*WHAT TO PRODUCE*: Please reproduce the listing below, switching every "pixel-precise coordinates" to "exact pixel coordinates" and leaving everything else unchanged.

Data records
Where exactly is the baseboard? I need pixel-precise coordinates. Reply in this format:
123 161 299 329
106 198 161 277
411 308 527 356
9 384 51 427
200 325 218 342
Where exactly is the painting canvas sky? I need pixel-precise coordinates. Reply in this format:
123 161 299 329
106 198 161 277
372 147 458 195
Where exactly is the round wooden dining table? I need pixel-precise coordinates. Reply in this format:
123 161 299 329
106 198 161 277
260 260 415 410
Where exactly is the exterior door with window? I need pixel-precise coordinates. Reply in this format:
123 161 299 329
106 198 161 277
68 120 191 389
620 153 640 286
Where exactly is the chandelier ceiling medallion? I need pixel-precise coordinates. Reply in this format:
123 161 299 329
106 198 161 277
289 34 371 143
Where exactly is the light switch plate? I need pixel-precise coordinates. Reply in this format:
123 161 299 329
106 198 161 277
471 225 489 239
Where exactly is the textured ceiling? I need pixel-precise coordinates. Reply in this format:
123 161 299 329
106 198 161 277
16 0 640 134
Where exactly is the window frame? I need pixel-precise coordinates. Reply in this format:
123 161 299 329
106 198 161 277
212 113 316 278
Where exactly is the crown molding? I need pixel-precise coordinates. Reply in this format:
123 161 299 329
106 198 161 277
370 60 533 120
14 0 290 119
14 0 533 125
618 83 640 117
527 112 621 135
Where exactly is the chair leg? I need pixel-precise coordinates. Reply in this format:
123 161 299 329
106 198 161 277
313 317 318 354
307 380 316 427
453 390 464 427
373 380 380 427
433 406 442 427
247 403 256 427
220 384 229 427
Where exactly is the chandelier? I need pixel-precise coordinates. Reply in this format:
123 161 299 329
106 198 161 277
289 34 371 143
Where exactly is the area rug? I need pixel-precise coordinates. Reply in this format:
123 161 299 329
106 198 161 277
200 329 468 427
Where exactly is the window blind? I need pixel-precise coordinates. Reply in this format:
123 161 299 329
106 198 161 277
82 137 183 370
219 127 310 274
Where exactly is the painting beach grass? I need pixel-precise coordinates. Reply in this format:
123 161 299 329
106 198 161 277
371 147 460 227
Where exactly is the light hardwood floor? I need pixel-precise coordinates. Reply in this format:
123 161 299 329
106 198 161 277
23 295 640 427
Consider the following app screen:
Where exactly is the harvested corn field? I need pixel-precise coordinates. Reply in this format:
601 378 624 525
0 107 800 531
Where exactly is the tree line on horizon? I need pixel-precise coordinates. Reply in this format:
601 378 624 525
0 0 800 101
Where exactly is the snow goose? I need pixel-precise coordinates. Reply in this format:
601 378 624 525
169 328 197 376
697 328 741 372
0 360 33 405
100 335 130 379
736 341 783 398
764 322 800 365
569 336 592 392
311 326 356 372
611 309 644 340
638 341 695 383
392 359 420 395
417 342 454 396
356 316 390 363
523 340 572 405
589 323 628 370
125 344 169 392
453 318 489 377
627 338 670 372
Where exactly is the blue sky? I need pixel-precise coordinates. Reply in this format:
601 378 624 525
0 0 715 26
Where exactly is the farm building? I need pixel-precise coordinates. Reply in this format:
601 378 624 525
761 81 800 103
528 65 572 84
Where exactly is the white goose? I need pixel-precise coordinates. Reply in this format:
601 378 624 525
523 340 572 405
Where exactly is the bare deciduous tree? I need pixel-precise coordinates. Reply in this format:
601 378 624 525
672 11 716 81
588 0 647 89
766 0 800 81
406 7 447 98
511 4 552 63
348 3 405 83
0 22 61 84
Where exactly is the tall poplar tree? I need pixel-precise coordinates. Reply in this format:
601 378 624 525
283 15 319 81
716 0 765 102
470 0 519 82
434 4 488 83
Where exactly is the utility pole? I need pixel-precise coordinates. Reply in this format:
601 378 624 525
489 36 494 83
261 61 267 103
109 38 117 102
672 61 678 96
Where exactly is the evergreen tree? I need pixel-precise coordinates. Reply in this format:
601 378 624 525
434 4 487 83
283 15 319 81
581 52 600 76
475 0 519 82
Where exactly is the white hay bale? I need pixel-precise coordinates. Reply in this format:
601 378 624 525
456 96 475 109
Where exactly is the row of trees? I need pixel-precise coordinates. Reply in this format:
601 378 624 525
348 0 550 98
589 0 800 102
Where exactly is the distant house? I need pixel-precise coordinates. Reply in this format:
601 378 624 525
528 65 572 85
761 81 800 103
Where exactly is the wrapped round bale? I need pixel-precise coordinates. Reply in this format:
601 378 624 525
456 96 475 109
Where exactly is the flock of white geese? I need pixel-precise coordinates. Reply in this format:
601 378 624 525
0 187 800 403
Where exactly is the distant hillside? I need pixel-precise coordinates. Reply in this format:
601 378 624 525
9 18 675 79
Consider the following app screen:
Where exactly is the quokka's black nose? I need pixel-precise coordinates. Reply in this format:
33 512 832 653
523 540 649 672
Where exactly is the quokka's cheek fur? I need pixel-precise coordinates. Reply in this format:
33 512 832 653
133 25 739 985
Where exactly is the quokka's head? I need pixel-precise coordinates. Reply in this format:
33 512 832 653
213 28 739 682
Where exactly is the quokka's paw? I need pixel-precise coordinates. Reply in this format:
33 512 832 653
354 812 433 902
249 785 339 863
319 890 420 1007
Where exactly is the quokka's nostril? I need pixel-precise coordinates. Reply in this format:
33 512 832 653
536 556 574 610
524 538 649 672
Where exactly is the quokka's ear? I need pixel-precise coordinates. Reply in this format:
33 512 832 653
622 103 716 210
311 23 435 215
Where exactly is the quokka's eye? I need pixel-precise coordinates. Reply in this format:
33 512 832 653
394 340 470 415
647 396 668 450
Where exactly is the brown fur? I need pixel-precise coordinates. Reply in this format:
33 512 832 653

*ANSWER TO THE TASK*:
Where exactly is the baseboard? I need exact pixel coordinates. Reply in this format:
123 161 299 329
106 198 161 277
411 308 527 356
9 384 51 427
200 325 218 342
Where exactly is the painting canvas sky? I need exact pixel coordinates. Reply in this format:
123 161 299 329
106 198 161 277
372 147 458 195
Where exactly is the round wooden dining table? I need exact pixel coordinates. Reply in this format:
123 161 299 329
106 198 161 277
260 260 415 410
Where exactly is the exterior door with window? I need exact pixel coordinates. Reply in this format:
123 161 299 329
106 198 161 277
68 120 191 389
620 153 640 286
Where exactly is the chandelier ceiling medallion? I need exact pixel coordinates. Reply in this format:
123 161 299 329
106 198 161 277
289 34 371 143
Where exactly is the light switch plate? I need exact pixel coordinates. Reply in this format:
123 161 299 329
106 198 161 277
471 225 489 239
Where exactly is the textured ceiling? I need exact pixel coordinates. Reply in this format:
123 161 299 329
106 198 161 277
16 0 640 134
Where exactly is the window frame? I need exact pixel coordinates. Reply in this format:
123 161 299 329
106 198 161 277
212 113 316 278
Where exactly is the crown molding? I need exact pixel coordinates. Reply in this format:
123 161 299 329
106 198 161 277
370 60 533 120
14 0 290 119
14 0 533 125
618 83 640 117
527 112 621 135
Where exactly is the chair leg? I need exact pixel coordinates. Reply in this format:
123 161 299 329
106 198 161 277
313 317 318 354
307 380 316 427
453 390 464 427
373 380 380 427
433 406 442 427
247 403 256 427
220 384 229 427
Where exactly is the chandelier? I need exact pixel coordinates. Reply in this format:
123 161 299 329
106 198 161 277
289 34 371 143
Where exactly is the area rug? I need exact pixel coordinates. Reply in this format:
123 161 299 329
106 198 161 277
200 329 468 427
Where exactly is the window blind? I need exact pixel coordinates. Reply in this format:
123 161 299 329
106 198 161 277
82 137 183 370
219 127 310 274
Where exactly is the painting beach grass? I need exact pixel coordinates. Reply in this format:
123 161 299 329
106 198 161 277
371 147 460 227
Where exactly is the light hardwood floor? I need exact pixel coordinates. Reply in this format:
123 161 299 329
106 198 161 277
23 295 640 427
Consider the following app screen:
Where exactly is the harvested corn field? I need exact pixel coordinates. Reply in this format:
601 378 624 525
0 107 800 531
Where exactly is the tree line on horizon? I need exact pixel coordinates. Reply in this format:
601 378 624 525
0 0 800 101
Where exactly is the snow goose? I need exact pixel coordinates. Reply in this format:
601 378 624 525
169 328 197 376
697 328 741 372
0 360 33 405
100 335 130 379
736 341 783 398
764 322 800 365
569 336 592 392
311 326 356 372
611 309 644 340
638 341 695 383
392 359 420 395
417 342 454 396
356 316 390 363
523 340 572 405
589 323 628 370
125 344 169 392
453 318 489 377
627 338 670 372
Where exactly is the blue sky? I need exact pixel coordinates. Reply in this format:
601 378 624 525
0 0 715 26
Where exactly is the farm building? I need exact pixel coordinates. Reply in this format:
601 378 624 525
761 81 800 103
528 65 572 84
Where exactly is the white goose? I need exact pixel coordinates. Reply in this format:
601 378 624 525
523 340 572 405
Where exactly is the bare deciduous tree? I need exact pixel coordinates. Reply in this format:
601 378 624 525
672 11 716 81
588 0 647 89
766 0 800 81
406 7 447 98
511 4 552 63
348 3 405 83
0 22 61 84
Where exactly is the tall poplar tree? I need exact pixel coordinates. Reply in this format:
601 378 624 525
283 15 319 81
716 0 765 102
470 0 519 82
434 4 488 83
Where exactly is the utility pole? I need exact pixel coordinates. Reply in this format:
601 378 624 525
489 36 494 83
261 61 267 103
109 38 117 102
672 61 678 96
Where exactly is the evergreen tree? I need exact pixel coordinates. Reply in this format:
601 378 624 525
434 4 487 83
283 15 319 81
581 52 600 76
475 0 519 82
Where exactly is the white hay bale? I need exact pixel coordinates. Reply in this format:
601 378 624 525
456 96 475 109
Where exactly is the row of trees? I need exact pixel coordinates. Reply in this format:
601 378 624 525
348 0 550 98
589 0 800 102
Where exactly is the distant house? I need exact pixel coordinates. Reply in this format:
601 378 624 525
528 65 572 85
761 81 800 103
Where exactly is the wrapped round bale? I need exact pixel coordinates. Reply in this format:
601 378 624 525
456 96 475 109
Where exactly is the flock of white geese? I need exact pixel coordinates. Reply in this format:
601 378 624 525
0 187 800 403
Where exactly is the distant hillside? I need exact pixel coordinates. Reply in this format:
601 378 624 525
9 18 675 79
Consider the following app screen:
Where exactly is the quokka's black nose? I need exact pixel coordinates. Reply in this format:
33 512 832 653
523 540 649 672
Where exactly is the quokka's cheek fur? I need exact pixel coordinates. Reply in this format:
33 512 832 653
133 25 739 985
Where exactly is the quokka's head? I need exact pixel coordinates. Reply in this format:
33 512 832 653
213 28 739 682
Where exactly is the quokka's paw? I need exact pixel coordinates. Reply in this format:
33 512 832 653
354 812 433 902
249 785 339 863
319 890 420 1007
Where exactly is the quokka's nostril? I need exact pixel coordinates. Reply in this format:
33 512 832 653
536 556 574 610
524 538 649 672
Where exactly is the quokka's ear? I need exact pixel coordinates. Reply in this format:
33 512 832 653
622 103 716 210
311 23 435 215
Where exactly is the quokka's eye? I need exact pixel coordinates. Reply in this format:
33 512 832 653
394 340 470 415
647 396 668 450
Where exactly is the brown fur? I need exact pixel coordinates. Reply in this format:
33 512 832 653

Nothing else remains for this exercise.